As shown in Table 1, prior work often examines BIM or AI in isolation and provides limited quantitative evidence on their combined contribution to sustainability-oriented resource optimization in Central and Southeastern European contexts, which motivates the present study.

The reviewed literature demonstrates that BIM and AI are increasingly discussed as enablers of performance improvement in construction, yet empirical evidence remains fragmented. First, many studies examine BIM and AI in isolation, while quantitative work assessing their joint relevance for sustainability-oriented resource optimization is still limited. Second, reported digital benefits tend to be stronger in planning and control domains (e.g., cost estimation, scheduling, and forecasting) than in materials-related sustainability, which often requires supply-chain traceability and life-cycle integration. Third, adoption and impact depend on socio-technical conditions, data governance, organizational readiness, and external standards, yet these are not consistently operationalized in quantitative assessments. Addressing these gaps, this study provides comparative evidence from three national contexts and tests explicit hypotheses linking BIM/AI utilization to sustainability-oriented planning outcomes.

Hypotheses are followed:

H1. 

AI utilization is positively associated with sustainability-oriented cost planning outcomes.

H2. 

AI utilization is positively associated with sustainability-oriented schedule planning outcomes.

H3. 

AI utilization is positively associated with sustainability-oriented resource planning outcomes.

H4. 

BIM utilization is positively associated with sustainability-oriented cost planning outcomes.

H5. 

BIM utilization is positively associated with sustainability-oriented schedule planning outcomes.

H6. 

BIM utilization is positively associated with sustainability-oriented resource planning outcomes.

H7. 

The association between BIM utilization and sustainability-oriented planning outcomes is stronger than (or at least not weaker than) the corresponding association for AI utilization.

3. Methodology

3.1. Research Problem, Questions and Goal

Despite its significant impact on economic growth and the environment, the construction industry remains one of the least digitized sectors globally. This technological lag contributes to persistent inefficiencies, high resource consumption, and limited integration of sustainability principles within construction processes. While the Industry 4.0 paradigm offers a comprehensive framework for digital transformation, its practical implementation in the construction domain, particularly through technologies such as Building Information Modelling (BIM) and Artificial Intelligence (AI), has yet to reach its full potential.

Although the adoption of BIM has expanded in recent years, its application remains largely confined to the design and planning phases. Artificial Intelligence, despite its high potential for processing complex data and enabling predictive analytics, continues to be significantly underutilized, especially among small and medium-sized enterprises and within emerging market contexts.

Previous research has frequently focused on the theoretical advantages of these technologies or has presented case studies from highly developed economies. However, there is a notable lack of empirical evidence on how the implementation of BIM and AI concretely contributes to improving sustainability and optimizing resources under real-world conditions in Central and Southeastern Europe, particularly in countries such as Slovakia, Slovenia, and Croatia. These nations face specific economic, structural, and regulatory challenges that shape the pace and form of digitalization in the construction sector.
-*-
**SHORT TASK A**:
Which three countries does the passage on BIM and AI in construction name as facing specific economic, structural, and regulatory challenges?
**SHORT TASK B**:
Continue the passage on BIM and AI in construction from its final sentence.

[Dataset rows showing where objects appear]
-*-
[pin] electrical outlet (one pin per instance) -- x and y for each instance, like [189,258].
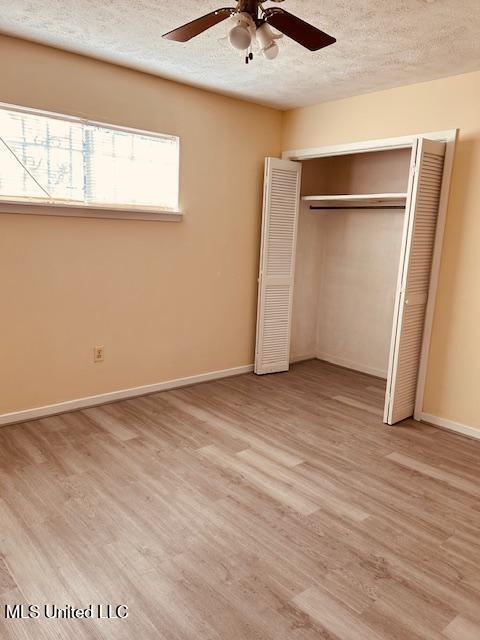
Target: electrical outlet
[98,353]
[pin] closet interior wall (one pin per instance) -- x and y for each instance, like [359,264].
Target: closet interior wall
[347,262]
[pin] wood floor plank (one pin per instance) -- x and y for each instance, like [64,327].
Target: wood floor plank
[252,508]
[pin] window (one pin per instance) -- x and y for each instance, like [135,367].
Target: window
[69,161]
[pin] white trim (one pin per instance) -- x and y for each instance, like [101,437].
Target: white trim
[366,146]
[302,358]
[450,425]
[105,398]
[60,209]
[449,136]
[351,364]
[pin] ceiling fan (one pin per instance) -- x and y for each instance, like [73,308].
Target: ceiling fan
[250,22]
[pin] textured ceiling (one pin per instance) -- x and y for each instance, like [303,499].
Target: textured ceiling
[381,44]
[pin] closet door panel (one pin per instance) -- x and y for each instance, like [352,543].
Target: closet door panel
[277,265]
[414,279]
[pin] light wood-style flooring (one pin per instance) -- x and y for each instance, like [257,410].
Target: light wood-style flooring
[252,508]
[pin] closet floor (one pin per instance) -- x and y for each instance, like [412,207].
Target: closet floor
[276,507]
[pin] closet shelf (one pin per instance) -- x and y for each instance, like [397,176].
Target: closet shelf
[357,201]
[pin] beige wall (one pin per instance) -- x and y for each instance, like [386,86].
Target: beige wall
[454,368]
[166,299]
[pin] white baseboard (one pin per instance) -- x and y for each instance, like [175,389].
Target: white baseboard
[297,358]
[350,364]
[472,432]
[104,398]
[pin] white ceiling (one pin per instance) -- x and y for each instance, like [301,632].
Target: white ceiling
[381,44]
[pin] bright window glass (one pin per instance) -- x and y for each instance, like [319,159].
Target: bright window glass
[49,158]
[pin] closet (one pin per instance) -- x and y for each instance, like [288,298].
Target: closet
[348,242]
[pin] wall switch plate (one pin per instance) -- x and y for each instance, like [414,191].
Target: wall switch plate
[98,353]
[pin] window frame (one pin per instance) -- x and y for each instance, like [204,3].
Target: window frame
[55,207]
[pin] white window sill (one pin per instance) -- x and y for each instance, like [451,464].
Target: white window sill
[78,210]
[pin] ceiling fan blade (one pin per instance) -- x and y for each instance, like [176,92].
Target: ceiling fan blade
[305,34]
[191,29]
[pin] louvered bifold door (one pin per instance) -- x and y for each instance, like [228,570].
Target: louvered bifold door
[414,278]
[277,265]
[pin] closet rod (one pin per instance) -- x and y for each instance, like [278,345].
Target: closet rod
[360,207]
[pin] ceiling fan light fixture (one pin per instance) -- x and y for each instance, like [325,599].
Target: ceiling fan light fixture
[240,36]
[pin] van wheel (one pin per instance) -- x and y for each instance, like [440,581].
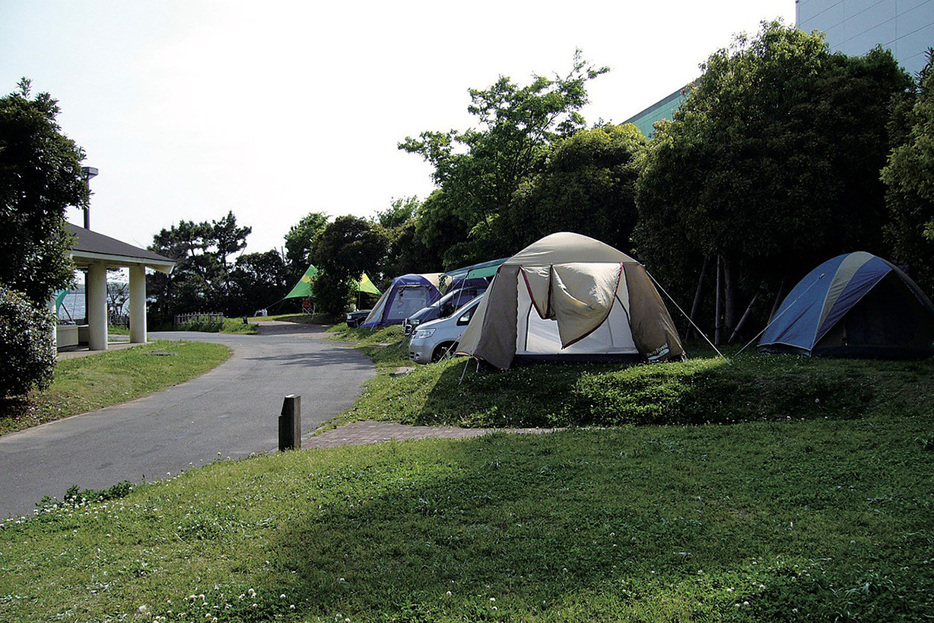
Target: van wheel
[445,350]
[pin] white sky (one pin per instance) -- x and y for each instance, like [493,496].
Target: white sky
[191,108]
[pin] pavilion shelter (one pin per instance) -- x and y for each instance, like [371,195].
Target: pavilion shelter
[96,253]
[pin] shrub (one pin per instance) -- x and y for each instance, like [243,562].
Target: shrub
[27,345]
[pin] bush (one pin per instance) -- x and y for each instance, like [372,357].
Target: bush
[27,345]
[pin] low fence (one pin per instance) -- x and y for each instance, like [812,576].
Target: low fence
[198,319]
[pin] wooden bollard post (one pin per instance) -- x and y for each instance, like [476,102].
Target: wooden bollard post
[290,424]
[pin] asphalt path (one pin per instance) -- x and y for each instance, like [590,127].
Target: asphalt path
[231,411]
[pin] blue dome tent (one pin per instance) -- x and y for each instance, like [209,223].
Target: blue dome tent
[407,294]
[854,305]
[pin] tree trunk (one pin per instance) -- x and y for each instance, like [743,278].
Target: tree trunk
[730,294]
[717,311]
[695,307]
[778,300]
[742,320]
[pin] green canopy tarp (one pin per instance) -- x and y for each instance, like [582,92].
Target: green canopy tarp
[365,285]
[305,286]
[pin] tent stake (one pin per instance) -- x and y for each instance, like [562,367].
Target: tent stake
[772,321]
[696,328]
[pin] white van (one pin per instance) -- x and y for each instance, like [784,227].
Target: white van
[435,340]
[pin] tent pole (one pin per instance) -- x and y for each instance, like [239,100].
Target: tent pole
[717,326]
[742,320]
[778,299]
[675,303]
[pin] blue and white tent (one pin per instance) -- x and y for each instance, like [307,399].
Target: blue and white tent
[407,294]
[854,305]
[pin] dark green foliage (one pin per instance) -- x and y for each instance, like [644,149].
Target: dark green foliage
[257,281]
[909,178]
[348,247]
[200,281]
[771,163]
[40,176]
[27,345]
[479,170]
[407,252]
[586,186]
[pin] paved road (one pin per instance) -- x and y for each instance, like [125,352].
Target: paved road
[231,411]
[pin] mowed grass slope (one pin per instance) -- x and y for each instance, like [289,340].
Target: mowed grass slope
[704,389]
[798,521]
[772,489]
[100,380]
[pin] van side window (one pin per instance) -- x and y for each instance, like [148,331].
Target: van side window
[465,317]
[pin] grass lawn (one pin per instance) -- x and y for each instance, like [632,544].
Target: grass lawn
[815,520]
[772,489]
[97,381]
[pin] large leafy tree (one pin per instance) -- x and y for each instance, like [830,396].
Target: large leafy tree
[40,176]
[346,248]
[228,239]
[257,281]
[909,178]
[587,185]
[479,169]
[771,164]
[300,242]
[200,280]
[406,251]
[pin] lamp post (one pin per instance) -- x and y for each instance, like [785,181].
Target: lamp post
[89,172]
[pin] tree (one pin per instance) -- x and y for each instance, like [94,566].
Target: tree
[40,176]
[228,239]
[406,252]
[257,281]
[480,169]
[200,280]
[587,186]
[27,349]
[771,164]
[909,179]
[300,242]
[348,247]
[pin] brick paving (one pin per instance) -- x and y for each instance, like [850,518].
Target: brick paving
[363,433]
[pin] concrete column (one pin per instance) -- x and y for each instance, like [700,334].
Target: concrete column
[138,304]
[97,307]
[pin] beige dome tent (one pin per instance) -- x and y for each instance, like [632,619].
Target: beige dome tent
-*-
**OUTPUT A**:
Slovakia, Slovenia, and Croatia.

**OUTPUT B**:
Accordingly, there is a pressing need for a systematic and comparative investigation that would quantify the contribution of these technologies to the efficient planning of sustainability and the optimization of cost, time, and resource management.

This study aims to address the identified research gap by providing quantitative evidence on the contribution of digital technologies to sustainability in the construction sector. In doing so, it seeks to support the development of more effective policies, innovation strategies, and the promotion of digital transformation within the construction industry under the specific conditions of Central European countries. The core research questions formulated for this study are as follows:

• To what extent does the integration of Building Information Modelling (BIM) and Artificial Intelligence (AI) contribute to resource optimization and the enhancement of sustainability in construction projects?
• How widespread is the use of BIM and AI technologies among construction companies of different sizes and across different countries (Slovakia, Slovenia, and Croatia)?

The objective of this research is to analyze the extent of implementation of Building Information Modelling (BIM) and Artificial Intelligence (AI) tools in the construction sector within Slovakia, Slovenia, and Croatia, and to quantify their impact on resource optimization and project sustainability in accordance with the principles of Industry 4.0.

3.2. Data Collection and Processing

Guided by this socio-technical framing, the survey instrument includes items that capture not only perceived technology usefulness but also organizational and capability-related conditions (e.g., awareness, experience, perceived feasibility, and readiness indicators). This enables interpretation of the quantitative results as reflecting the broader organizational embedding of BIM and AI, rather than treating the technologies as generic tools independent of context.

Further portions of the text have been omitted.